* TASK INSTRUCTIONS
Copy out every line of the data that has the word "comes" somewhere in it.
════════
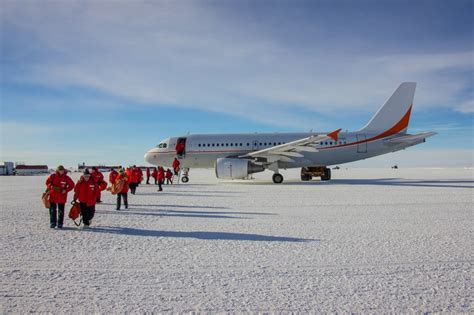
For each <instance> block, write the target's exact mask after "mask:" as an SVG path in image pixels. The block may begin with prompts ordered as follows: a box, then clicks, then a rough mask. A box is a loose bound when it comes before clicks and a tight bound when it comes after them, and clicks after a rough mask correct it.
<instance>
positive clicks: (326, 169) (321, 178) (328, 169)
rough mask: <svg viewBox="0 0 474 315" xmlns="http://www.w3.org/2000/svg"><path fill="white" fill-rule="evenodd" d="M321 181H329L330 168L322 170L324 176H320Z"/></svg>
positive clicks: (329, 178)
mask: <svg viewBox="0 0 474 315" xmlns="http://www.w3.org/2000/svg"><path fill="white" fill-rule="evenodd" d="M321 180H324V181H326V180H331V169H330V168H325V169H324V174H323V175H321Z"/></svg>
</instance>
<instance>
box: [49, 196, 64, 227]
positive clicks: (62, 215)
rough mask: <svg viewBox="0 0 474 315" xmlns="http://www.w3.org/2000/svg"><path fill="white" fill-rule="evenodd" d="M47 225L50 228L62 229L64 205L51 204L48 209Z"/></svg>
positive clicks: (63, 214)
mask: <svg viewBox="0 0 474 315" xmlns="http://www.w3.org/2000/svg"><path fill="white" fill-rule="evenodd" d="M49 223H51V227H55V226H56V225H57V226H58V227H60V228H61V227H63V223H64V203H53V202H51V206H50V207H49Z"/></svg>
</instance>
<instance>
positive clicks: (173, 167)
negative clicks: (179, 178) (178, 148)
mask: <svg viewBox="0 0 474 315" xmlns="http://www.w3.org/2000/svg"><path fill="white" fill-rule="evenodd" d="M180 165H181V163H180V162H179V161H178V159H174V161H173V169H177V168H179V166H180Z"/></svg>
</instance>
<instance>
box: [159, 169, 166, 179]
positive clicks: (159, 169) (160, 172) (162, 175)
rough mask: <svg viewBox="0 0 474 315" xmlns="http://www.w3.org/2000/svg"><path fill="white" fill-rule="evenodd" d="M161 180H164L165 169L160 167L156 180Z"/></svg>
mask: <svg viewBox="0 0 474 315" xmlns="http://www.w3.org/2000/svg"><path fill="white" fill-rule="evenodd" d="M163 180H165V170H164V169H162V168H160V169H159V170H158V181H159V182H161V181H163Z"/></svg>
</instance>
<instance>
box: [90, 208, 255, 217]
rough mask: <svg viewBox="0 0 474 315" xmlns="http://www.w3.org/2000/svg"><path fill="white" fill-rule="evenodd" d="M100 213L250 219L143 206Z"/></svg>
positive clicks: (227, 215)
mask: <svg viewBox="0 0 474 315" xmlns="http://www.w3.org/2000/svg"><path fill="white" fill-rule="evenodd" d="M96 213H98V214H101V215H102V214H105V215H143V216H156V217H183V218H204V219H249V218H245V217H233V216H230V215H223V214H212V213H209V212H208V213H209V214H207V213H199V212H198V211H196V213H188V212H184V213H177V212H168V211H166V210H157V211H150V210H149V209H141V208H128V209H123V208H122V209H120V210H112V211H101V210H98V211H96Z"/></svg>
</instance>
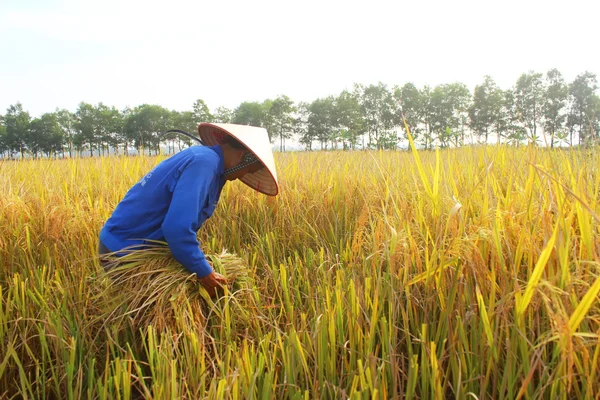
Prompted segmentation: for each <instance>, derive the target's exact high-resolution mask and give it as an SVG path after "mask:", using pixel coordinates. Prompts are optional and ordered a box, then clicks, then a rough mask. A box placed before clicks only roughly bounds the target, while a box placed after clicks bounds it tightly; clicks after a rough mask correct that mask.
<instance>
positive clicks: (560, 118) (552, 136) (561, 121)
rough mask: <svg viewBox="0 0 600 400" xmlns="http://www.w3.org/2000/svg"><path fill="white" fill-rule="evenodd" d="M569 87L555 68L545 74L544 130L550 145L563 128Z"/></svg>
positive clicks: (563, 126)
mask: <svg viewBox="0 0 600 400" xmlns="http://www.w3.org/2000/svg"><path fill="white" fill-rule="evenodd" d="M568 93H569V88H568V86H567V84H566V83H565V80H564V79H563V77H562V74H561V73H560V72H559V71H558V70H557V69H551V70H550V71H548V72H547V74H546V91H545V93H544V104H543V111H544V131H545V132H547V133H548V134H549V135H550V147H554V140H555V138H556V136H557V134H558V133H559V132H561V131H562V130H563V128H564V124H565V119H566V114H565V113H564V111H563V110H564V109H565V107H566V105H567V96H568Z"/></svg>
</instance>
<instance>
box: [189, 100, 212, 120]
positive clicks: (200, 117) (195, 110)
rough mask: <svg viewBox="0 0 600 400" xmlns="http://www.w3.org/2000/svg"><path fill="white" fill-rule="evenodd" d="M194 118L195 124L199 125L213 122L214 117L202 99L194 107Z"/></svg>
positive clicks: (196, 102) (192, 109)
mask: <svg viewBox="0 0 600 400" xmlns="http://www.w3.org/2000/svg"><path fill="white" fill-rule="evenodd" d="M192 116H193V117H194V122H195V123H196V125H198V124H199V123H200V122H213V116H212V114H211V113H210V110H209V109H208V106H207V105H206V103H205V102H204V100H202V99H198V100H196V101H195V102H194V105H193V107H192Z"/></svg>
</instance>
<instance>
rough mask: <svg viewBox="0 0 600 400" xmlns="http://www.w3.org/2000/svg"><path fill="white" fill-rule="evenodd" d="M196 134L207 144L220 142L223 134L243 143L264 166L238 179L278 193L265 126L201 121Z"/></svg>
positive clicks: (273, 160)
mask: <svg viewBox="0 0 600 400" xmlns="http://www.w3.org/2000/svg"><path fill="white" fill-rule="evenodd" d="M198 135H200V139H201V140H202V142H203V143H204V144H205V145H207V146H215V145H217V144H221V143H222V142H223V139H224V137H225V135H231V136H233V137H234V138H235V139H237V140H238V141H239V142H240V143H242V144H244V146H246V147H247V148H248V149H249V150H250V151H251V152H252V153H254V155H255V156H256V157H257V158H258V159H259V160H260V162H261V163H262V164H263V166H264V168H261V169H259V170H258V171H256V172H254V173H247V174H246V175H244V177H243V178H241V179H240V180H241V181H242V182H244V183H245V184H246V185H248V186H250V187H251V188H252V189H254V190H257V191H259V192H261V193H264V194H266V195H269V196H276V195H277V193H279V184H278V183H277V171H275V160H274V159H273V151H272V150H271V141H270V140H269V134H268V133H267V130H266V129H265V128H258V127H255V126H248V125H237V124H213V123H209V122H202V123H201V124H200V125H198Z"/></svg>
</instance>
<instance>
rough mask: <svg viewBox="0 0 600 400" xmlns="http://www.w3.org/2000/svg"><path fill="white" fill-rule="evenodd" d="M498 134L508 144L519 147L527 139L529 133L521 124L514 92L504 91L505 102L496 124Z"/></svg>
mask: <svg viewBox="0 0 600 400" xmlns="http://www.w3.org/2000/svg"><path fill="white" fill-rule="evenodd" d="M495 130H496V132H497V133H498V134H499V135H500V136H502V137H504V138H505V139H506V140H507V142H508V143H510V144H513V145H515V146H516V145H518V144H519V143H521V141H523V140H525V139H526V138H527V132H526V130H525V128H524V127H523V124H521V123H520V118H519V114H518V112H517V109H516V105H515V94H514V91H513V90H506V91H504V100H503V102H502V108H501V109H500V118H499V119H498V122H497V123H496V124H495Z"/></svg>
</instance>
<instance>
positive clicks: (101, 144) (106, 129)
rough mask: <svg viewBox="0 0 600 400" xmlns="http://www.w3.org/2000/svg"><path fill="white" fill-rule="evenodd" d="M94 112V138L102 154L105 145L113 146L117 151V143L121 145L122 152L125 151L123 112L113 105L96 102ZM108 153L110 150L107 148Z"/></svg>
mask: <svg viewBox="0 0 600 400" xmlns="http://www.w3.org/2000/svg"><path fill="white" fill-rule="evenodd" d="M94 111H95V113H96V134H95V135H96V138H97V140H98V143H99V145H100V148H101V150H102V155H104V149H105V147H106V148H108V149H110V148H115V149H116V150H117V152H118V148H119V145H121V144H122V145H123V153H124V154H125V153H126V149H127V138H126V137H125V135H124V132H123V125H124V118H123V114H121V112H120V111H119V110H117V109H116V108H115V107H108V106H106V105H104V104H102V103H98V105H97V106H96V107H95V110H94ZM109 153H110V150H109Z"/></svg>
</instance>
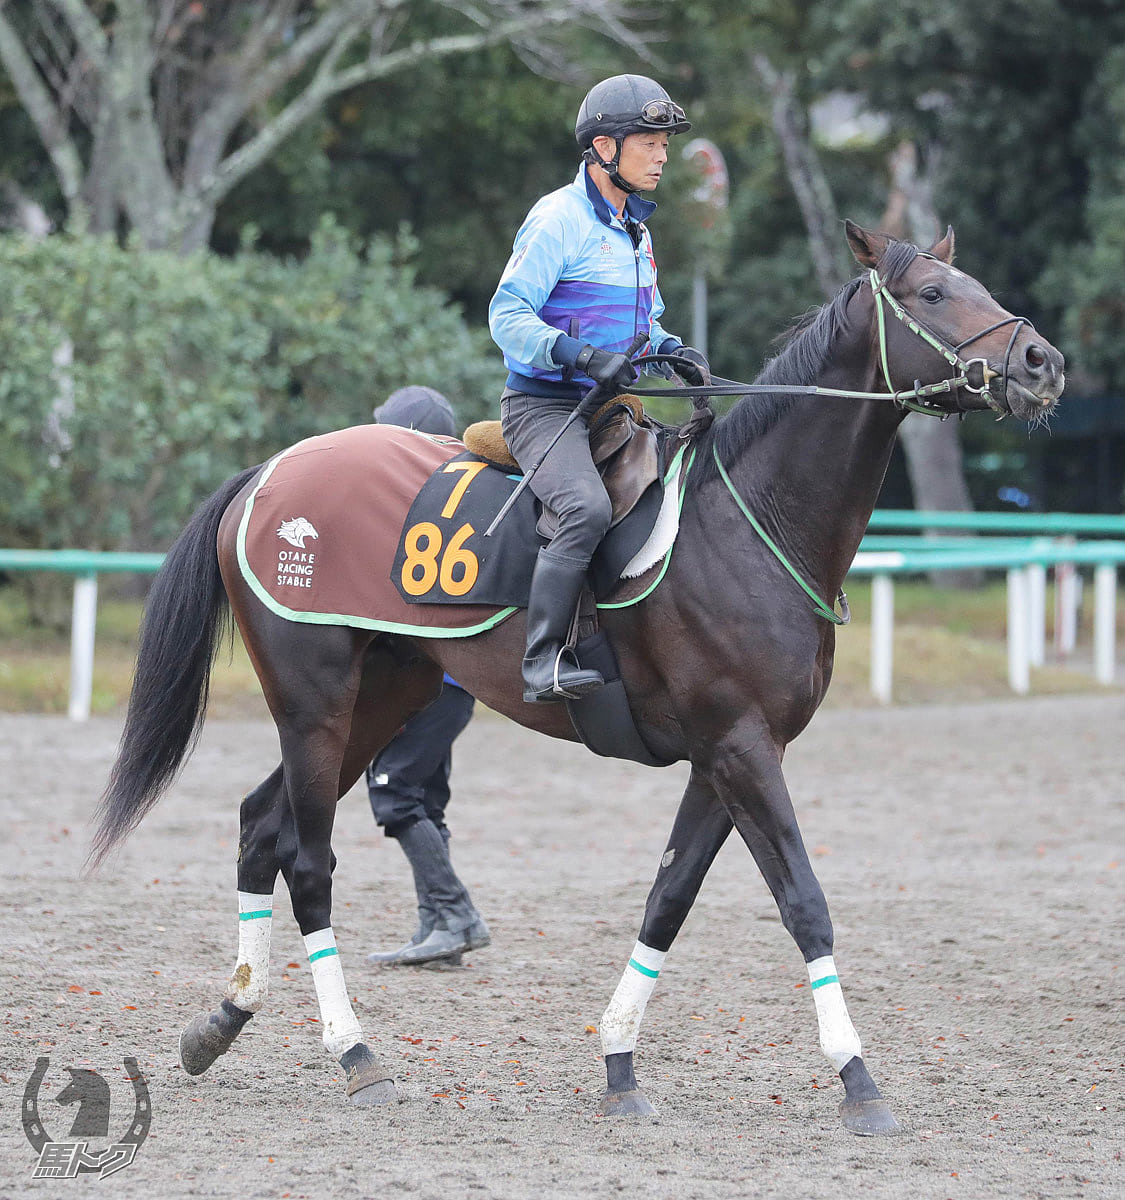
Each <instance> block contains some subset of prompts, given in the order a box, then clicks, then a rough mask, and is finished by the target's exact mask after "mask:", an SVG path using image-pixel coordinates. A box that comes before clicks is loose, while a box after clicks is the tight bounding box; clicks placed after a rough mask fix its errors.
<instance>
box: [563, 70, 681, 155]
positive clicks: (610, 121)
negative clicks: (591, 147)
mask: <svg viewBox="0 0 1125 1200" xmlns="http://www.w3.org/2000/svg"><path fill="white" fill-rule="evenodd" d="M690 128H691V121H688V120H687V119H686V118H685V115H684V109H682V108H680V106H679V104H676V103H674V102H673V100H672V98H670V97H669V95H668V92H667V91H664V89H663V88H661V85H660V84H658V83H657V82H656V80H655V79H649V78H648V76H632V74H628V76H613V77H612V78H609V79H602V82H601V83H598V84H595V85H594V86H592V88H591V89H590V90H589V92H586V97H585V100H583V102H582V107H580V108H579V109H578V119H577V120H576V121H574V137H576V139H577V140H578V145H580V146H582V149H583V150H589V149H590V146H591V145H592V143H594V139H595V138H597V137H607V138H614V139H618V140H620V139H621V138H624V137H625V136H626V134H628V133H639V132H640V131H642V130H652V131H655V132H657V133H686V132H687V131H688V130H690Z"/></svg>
════════
* RESPONSE TO THE EXERCISE
For each <instance> block, write the target's exact mask after "mask:" as an SVG path in image pixels. The block may begin with prompts ordered as follows: a box, then clicks, then a rough mask. A box is a loose bound when it comes before clicks and a tight bound when it comes after them, and clicks after a rough mask correct it.
Each <instance> block contains some subset of prompts, given in the order a box, then clicks, then a rough mask, and is finished by the target's exact mask after "mask:", an SVG path using image-pixel coordinates. A box that comes before clicks is loose, while a box after clicks is the tight bounding box; clicks placed after a rough mask fix its errors.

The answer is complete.